[[ DOCUMENT SEGMENT open ]]

Is a hybrid event right for your organization?

Hybrid is the 'next big thing' - but is it the next best thing for you? Make sure you weigh the pros with the cons.

Many planners are realizing that hybrid events are the way of the future, with 73% of planners successfully pivoting events from in-person to virtual.

Hybrid events are a big buzz word for 2021, but not every event needs to go hybrid. Some events may be better suited for full face-to-face (trade shows) interactions while other formats may thrive online (conferences). Below, you will find the definitive list of pros and cons of both hybrid and in-person events.

Pros of hybrid events

  • Drastically increased flexibility
  • Improved cost-effectiveness
  • Perfect for informative conferences
  • Live data and feedback at your fingertips
  • Diverse & relevant networking sessions
  • Reusable content

Cons of hybrid events

  • Reliance on technology
  • Attendee engagement can be tough to manage
  • Sponsor and attendee management struggles can increase
  • Not ideal for long events
  • Speakers need to adjust to speaking to two separate audiences

Pros of Hybrid Events

You can look at our main article that talks about the myriad of benefits hybrid events can offer you by clicking here, but we’ve picked the top nine reasons why hosting a hybrid event might be the right solution for your event.

[[ DOCUMENT SEGMENT closed ]]

**PROBLEMS TO WORK ON:**
[1] Copy the passage from the hybrid events article above word for word, starting at "Is a hybrid" and ending at "and in-person events.".
[2] Please write the next part of the hybrid events article, picking up after its final sentence.

[[ SUPPLIED RECORDS open ]]

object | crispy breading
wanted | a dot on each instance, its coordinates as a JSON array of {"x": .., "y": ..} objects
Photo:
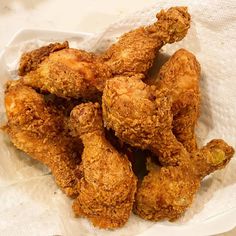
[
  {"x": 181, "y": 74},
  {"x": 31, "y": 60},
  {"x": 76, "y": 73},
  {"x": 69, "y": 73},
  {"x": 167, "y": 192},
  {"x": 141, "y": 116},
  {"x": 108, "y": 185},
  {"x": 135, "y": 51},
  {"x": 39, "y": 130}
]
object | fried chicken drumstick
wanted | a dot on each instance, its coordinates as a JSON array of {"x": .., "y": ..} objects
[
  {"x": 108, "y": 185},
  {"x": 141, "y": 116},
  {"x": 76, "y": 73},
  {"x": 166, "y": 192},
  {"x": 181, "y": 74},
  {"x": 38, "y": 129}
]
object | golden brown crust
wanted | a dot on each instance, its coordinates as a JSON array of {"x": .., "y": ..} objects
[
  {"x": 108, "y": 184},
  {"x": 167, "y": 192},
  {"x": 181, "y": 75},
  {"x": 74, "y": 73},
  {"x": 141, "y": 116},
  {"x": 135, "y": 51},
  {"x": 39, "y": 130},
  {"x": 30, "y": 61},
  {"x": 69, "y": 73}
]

[[ SUPPLIED RECORDS closed ]]
[[ SUPPLIED RECORDS open ]]

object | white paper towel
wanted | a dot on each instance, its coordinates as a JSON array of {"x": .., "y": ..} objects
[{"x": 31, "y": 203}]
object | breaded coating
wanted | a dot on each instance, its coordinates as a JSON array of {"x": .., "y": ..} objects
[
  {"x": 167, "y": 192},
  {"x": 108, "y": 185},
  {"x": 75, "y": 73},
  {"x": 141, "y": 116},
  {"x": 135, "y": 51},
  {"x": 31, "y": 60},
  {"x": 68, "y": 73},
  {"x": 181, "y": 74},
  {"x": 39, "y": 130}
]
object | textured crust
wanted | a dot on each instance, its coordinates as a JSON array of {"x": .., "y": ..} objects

[[ SUPPLIED RECORDS closed ]]

**ANSWER SECTION:**
[1]
Is a hybrid event right for your organization?

Hybrid is the 'next big thing' - but is it the next best thing for you? Make sure you weigh the pros with the cons.

Many planners are realizing that hybrid events are the way of the future, with 73% of planners successfully pivoting events from in-person to virtual.

Hybrid events are a big buzz word for 2021, but not every event needs to go hybrid. Some events may be better suited for full face-to-face (trade shows) interactions while other formats may thrive online (conferences). Below, you will find the definitive list of pros and cons of both hybrid and in-person events.

[2]
1. Drastically increased flexibility

You put the power into your attendees' hands with hybrid events.

They can attend in person or online, attend digital breakout sessions to listen to speakers they actually want to hear talk and at-home users never even have to leave their bedrooms to receive the same information and resources as those attending in person.

Hybrid events are also more flexible for virtual speakers, who can join conferences from across the globe to talk at your event.

2. Improved cost-effectiveness

In line with the improved flexibility, a hybrid event allows you to save on costs like venue, catering and more.

Going hybrid allows you to host the live portion of your event in a smaller venue than usual, without cannibalizing your total attendance. If you know attendees are hesitant to travel, you can save a lot of costs by taking a venue you know you can fill.

And if you decide to take virtual speakers, you can save on their travel and accomodation costs.

If you decide to go for your preferred venue, you can improve profit by offering sponsorship packages tailored for virtual attendees, in-person attendees, or a combination of both, depending on the needs of your sponsors.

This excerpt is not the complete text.